> _Exercise requirements_:
(a) In the column on metrosexuality, which football club does the writer support?
(b) Rewrite part of the records as a JSON list of strings, one string per line with blank lines omitted. Begin at the line that has "Query: blue jeans" and stop after the line that has "27, 58, 45]]".

Sunday 23 May 2010

Sunday Mornings: Coffee, Reflections and Music

Maca Root Face Scrub, Maca Root Shave Cream, Wooden Shaving Brush, Maca Root Razor Relief. Pardon? Yes, in a minute, just let me finish. Nivea Shower Gel (Energy), alternatively Shea or Coconut Bath Shower Gel/Cream, Shea or Hemp Body Butter... yes? How long will I be? Hmmm... I was just about to finish, but you keep interrupting me.

All right, then, since you insist. I was busy counting the beauty products in my basket. And I still have not included the Activist Roll Deodorant and the Honey & Oat 3 In 1 Scrub Mask. But I'd better stop now and roll out the theme of this week's column: metrosexuality.

Twenty-five years ago when I was a teenager one of my wishes was to have a thick mustache. Handlebar or Stalinesque, it didn't matter, I wanted to belong to the 'heavily-hirsute' brigade. In my dreams I could even aspire to the Order of the Barbellate. In vain I shaved the isolated hairs on my chin. My whiskers had done a Houdini. The few bristles I got were so separate from each other that I thought of writing alternative versions of 'Robinson Crusoe' based on each of them. With no Friday this time. Occasionally my Shangri-la-like existence brought me benefits. I rarely got ID-ed by coppers on account of looking younger. Teachers trusted me because I conveyed reliability and how could someone with such angelic face be cutting classes? Well, actually, I was. Also, since I was acne-free, I was luckier than some of my peers with the opposite sex.

Still, I thirsted for a mustache. And when the first signs of a real one appeared I let it grow and wished it'd develop into a fully-fledged, professional fellow. A facial companion, one of the boys. I dared not wish for a beard, though, because that'd have been taking a bit too far, but hey, mustache with goatee, anyone? Alas, that initial spurt fell short of what I expected and I was left for many years with what turned out to be a poor imitiation of an electrocardiogram's flatline above my upper lip.

It took me a while to get used to my (almost) hairless face, but accept it I did and with time there came the benefits. Step forward now, David Beckham.

As a Chelsea fan, I'd never had much time for the Manchester United midfielder, but when Mr Posh Spice stepped out with his consort one night whilst wearing a sarong (image here, in case you've forgotten), the hard-fought rights of metrosexuals around the world were instantly vindicated. Because a few years before that historic photograph, I, too, had started my voyage through the grey area of male grooming.

I confess that my wife played a part in that. After picking me up from Gatwick Airport and on the way to her house the first time I came over to the UK she commented on my recently-shaved face: 'Hmmm, it looks nice!' whilst stroking it with her left hand. That was further supported - fortuitously, I swear - by a feature on the radio programme to which we both were listening and where there was a debate about the pros and cons of hirsuteness. When a listener phoned up to say that hairless, smooth faces were a pleasure to touch, my spouse's hand reached out again and slid down my cheeks as if in solidarity with the caller. My only attempt to grow a goatee since then has met defeat. Despite it being so small that I can count the hairs in it (eight at the latest roll call) my consort always reminds me, playfully, that it tickles her when I kiss her. Faced with no-kiss vs pretend-goatee, it's goatee out on the street.

Rows from a dataset for labeling boxes:
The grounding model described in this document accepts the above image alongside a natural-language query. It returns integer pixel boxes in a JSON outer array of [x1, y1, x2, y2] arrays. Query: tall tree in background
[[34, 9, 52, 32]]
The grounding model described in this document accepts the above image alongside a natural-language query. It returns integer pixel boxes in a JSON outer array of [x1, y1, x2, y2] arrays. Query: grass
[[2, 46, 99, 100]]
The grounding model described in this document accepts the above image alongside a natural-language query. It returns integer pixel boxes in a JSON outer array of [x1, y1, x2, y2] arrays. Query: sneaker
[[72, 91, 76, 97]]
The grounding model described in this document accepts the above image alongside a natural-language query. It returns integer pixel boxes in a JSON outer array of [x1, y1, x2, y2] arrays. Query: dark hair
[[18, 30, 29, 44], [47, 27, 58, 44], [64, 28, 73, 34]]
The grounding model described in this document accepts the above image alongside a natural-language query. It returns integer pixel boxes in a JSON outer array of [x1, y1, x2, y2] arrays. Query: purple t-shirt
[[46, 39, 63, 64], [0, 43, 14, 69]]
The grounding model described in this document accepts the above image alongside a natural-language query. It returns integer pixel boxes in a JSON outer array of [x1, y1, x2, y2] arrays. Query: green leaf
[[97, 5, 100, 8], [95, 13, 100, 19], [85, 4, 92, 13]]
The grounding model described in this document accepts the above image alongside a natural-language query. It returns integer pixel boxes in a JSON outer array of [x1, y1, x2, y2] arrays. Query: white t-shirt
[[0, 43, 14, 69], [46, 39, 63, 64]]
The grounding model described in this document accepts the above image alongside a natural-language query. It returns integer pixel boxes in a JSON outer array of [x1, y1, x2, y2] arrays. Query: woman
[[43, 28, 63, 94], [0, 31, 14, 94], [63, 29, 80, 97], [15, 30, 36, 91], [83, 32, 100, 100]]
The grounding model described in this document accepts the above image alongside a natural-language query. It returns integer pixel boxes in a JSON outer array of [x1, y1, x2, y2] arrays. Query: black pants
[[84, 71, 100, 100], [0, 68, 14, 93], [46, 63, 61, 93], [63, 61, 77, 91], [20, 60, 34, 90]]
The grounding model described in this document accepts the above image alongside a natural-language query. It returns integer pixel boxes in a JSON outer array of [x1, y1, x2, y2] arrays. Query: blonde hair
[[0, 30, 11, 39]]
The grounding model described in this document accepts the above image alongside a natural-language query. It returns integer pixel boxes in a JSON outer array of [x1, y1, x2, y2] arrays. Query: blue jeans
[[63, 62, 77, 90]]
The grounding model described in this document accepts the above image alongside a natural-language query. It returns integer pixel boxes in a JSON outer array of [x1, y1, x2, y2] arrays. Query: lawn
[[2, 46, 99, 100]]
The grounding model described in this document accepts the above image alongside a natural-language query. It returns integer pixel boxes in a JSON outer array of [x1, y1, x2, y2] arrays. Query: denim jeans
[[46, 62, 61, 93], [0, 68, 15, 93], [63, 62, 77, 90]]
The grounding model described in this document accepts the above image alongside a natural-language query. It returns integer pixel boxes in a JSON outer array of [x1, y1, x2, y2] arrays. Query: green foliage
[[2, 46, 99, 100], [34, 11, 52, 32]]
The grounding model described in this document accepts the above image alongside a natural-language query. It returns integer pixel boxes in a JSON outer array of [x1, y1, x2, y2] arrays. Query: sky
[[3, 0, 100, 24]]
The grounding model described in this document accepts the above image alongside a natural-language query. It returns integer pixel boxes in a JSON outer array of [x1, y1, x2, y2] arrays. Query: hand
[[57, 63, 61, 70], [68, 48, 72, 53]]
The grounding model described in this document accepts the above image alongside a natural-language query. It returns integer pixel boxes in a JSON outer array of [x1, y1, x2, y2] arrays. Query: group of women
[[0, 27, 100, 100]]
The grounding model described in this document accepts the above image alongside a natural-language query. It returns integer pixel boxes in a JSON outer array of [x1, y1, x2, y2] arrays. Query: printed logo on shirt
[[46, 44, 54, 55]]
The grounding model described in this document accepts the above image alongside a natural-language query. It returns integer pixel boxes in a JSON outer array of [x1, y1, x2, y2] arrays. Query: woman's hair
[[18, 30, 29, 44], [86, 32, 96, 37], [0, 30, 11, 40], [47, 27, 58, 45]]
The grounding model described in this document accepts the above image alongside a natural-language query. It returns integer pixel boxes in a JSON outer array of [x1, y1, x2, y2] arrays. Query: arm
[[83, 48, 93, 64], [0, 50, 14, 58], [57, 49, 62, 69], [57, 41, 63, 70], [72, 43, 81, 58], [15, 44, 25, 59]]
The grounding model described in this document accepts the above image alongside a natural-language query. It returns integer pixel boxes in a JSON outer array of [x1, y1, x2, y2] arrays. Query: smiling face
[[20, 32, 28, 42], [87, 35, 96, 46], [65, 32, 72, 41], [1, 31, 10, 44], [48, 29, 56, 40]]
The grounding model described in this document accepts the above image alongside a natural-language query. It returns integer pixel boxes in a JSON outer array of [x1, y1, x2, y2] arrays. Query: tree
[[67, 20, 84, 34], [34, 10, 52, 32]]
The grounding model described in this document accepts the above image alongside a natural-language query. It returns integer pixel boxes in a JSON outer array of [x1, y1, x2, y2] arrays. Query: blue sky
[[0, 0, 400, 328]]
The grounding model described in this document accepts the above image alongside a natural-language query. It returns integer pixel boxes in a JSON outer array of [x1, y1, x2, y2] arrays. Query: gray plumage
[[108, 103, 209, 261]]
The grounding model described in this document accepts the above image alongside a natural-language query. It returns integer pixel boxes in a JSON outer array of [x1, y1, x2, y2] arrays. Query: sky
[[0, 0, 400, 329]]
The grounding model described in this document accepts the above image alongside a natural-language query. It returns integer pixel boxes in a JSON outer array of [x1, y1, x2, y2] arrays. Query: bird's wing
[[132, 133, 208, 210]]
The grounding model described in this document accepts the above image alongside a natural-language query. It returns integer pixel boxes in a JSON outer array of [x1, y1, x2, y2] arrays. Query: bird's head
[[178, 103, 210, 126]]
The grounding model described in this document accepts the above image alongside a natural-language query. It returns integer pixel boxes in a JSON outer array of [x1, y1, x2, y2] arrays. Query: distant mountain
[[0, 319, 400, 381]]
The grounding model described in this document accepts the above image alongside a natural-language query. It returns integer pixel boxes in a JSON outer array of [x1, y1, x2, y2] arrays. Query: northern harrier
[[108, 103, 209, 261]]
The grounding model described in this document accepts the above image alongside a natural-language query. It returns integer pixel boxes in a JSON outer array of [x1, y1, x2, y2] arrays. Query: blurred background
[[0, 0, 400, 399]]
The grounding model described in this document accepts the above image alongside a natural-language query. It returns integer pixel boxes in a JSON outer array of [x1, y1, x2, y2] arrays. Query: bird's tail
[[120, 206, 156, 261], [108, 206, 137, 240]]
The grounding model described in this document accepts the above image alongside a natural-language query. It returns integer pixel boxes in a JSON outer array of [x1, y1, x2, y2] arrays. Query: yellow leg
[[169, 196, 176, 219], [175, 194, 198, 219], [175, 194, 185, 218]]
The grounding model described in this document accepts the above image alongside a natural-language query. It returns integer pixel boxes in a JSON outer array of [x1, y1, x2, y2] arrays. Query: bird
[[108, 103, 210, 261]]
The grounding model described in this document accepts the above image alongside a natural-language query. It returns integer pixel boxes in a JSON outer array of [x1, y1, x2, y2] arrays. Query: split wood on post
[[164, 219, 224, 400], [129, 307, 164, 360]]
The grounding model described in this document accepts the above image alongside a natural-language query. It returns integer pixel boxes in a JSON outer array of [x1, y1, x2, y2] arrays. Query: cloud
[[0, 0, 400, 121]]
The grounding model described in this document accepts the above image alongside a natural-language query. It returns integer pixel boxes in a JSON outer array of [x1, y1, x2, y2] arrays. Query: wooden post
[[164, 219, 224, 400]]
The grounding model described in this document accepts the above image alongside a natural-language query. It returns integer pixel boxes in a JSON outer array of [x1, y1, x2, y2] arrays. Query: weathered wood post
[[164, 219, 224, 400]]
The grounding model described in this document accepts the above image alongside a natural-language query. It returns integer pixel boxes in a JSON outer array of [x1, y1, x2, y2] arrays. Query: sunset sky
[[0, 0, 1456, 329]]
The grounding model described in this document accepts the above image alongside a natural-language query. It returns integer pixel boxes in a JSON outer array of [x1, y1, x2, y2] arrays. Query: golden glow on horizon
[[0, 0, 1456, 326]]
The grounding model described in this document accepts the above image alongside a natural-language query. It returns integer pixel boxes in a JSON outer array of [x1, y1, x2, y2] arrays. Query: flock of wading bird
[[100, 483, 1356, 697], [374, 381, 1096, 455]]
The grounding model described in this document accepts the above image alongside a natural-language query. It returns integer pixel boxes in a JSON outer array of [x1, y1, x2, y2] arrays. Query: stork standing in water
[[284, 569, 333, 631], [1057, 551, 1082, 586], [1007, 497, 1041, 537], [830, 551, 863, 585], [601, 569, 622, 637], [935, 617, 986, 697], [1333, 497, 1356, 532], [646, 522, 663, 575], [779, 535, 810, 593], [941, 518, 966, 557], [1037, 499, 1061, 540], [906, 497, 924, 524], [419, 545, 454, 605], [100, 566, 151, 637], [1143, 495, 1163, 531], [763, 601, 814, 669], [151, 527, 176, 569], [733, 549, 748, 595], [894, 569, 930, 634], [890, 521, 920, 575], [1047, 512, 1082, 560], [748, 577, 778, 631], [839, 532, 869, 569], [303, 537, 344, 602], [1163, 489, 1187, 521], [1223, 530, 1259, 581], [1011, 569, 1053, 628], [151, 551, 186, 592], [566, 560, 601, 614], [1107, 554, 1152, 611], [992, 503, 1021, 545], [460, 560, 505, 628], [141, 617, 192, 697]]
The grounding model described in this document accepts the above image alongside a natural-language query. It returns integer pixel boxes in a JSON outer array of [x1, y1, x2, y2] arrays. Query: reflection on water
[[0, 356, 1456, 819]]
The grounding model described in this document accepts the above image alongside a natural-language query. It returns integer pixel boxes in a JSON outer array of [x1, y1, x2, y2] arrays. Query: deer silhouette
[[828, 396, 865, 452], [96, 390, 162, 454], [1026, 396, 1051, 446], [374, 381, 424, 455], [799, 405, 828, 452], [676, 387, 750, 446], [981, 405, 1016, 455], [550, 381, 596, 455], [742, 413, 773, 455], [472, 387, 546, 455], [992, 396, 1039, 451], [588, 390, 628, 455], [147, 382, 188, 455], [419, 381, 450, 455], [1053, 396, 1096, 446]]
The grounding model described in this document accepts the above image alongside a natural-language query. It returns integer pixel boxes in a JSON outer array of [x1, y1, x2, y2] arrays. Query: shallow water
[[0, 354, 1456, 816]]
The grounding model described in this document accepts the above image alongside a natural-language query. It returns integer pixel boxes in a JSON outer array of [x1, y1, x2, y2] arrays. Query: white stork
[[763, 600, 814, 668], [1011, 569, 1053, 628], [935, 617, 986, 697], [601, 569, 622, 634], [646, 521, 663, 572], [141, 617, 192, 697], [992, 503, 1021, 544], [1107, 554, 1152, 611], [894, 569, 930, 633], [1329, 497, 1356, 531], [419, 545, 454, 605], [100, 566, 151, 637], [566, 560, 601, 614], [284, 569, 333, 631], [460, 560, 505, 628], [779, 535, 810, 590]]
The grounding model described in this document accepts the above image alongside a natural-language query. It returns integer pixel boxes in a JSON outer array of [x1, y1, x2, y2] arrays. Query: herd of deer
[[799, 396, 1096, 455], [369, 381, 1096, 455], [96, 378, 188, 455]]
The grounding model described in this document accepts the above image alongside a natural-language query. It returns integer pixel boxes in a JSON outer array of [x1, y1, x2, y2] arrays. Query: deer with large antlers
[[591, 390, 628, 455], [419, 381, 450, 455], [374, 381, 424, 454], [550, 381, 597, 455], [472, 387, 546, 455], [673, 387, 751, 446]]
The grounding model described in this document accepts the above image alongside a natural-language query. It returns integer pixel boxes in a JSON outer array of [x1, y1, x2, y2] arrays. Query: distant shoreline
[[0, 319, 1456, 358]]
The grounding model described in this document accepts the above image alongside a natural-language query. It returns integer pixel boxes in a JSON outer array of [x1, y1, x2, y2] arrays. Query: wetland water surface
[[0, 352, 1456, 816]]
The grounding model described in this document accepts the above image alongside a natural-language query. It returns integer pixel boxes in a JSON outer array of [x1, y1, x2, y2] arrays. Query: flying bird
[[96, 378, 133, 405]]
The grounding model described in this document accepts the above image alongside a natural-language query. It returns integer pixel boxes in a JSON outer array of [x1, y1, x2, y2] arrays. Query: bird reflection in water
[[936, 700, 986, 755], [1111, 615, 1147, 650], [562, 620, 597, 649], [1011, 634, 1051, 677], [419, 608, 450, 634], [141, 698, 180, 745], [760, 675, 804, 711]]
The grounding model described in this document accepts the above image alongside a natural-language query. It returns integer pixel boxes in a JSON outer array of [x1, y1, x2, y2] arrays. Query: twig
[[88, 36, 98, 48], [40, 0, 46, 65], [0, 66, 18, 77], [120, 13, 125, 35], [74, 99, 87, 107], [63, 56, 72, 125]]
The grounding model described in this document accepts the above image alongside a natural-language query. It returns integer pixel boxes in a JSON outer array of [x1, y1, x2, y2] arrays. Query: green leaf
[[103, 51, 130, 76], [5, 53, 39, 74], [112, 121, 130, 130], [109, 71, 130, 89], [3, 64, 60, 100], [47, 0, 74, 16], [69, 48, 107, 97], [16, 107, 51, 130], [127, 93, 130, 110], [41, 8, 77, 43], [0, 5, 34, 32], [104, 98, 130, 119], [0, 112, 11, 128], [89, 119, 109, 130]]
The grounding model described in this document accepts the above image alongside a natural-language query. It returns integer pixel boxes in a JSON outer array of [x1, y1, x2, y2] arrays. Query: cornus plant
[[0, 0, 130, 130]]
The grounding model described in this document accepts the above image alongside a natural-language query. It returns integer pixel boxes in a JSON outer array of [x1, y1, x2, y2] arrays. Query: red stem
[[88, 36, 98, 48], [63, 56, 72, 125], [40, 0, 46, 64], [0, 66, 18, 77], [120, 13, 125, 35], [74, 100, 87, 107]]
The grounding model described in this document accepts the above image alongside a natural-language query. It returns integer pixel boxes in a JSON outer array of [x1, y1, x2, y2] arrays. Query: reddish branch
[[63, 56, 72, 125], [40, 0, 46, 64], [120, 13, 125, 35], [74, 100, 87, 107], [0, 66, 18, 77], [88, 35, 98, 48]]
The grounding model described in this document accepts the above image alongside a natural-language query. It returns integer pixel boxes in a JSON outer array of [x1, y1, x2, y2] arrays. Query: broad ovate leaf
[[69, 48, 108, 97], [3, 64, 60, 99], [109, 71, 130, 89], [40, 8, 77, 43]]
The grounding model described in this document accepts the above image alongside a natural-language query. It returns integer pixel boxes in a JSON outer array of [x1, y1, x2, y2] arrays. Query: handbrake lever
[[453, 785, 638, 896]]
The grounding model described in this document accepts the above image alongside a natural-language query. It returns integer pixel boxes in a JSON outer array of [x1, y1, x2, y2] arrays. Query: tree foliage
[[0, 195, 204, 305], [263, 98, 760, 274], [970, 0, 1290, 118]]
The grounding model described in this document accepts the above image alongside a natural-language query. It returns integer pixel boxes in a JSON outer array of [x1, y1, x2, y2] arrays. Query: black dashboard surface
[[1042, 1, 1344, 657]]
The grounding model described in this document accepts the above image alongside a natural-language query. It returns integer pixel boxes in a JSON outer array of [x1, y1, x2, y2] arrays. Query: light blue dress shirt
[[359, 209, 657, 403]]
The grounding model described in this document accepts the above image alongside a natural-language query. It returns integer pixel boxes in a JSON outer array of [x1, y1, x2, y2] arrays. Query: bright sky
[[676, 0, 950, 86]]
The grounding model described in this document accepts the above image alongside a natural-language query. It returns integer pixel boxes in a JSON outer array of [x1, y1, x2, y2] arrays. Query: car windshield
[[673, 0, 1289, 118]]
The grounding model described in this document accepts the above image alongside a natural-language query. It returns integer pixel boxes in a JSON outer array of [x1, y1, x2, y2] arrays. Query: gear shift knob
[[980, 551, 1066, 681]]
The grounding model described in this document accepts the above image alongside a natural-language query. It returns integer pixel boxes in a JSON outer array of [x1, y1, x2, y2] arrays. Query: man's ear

> _Answers for the exercise_:
(a) Chelsea.

(b)
[
  "The grounding model described in this document accepts the above image alongside a natural-language query. It returns integer pixel boxes in a JSON outer array of [x1, y1, x2, y2] arrays. Query: blue jeans",
  "[[63, 62, 77, 90]]",
  "The grounding model described in this document accepts the above image alongside a natural-language query. It returns integer pixel boxes in a JSON outer array of [x1, y1, x2, y2] arrays. Query: lawn",
  "[[2, 46, 99, 100]]",
  "The grounding model described in this document accepts the above image alongside a natural-language query. It returns integer pixel boxes in a JSON outer array of [x1, y1, x2, y2] arrays. Query: denim jeans",
  "[[46, 62, 61, 93], [0, 68, 15, 93], [63, 62, 77, 90]]",
  "The grounding model described in this document accepts the above image alongside a natural-language query. It returns integer pixel boxes in a JSON outer array of [x1, y1, x2, y2] arrays. Query: green foliage",
  "[[2, 46, 99, 100], [34, 11, 52, 32]]",
  "The grounding model described in this document accepts the above image alongside a natural-language query. It returns integer pixel boxes in a JSON outer array of [x1, y1, x2, y2] arrays. Query: sky",
  "[[3, 0, 100, 24]]",
  "The grounding model described in this document accepts the above image alongside a natural-language query. It returns integer pixel boxes in a JSON outer array of [x1, y1, x2, y2] arrays. Query: hand",
  "[[57, 63, 61, 70], [68, 48, 72, 53]]",
  "The grounding model described in this document accepts the above image alongside a natural-language query. It returns integer pixel boxes in a JSON outer array of [x1, y1, x2, y2] arrays. Query: group of women",
  "[[0, 27, 100, 100]]",
  "The grounding model described in this document accepts the above image alongside a natural-language query. It returns integer pixel boxes in a JSON outer array of [x1, y1, x2, y2] arrays. Query: printed logo on shirt",
  "[[46, 44, 54, 55]]",
  "The grounding model described in this document accepts the above image alongside a natural-language query. It returns integer pixel boxes in a JSON outer array of [x1, y1, x2, y2] arrays. Query: woman's hair",
  "[[18, 30, 29, 44], [86, 32, 96, 37], [0, 30, 11, 40], [47, 27, 58, 45]]"
]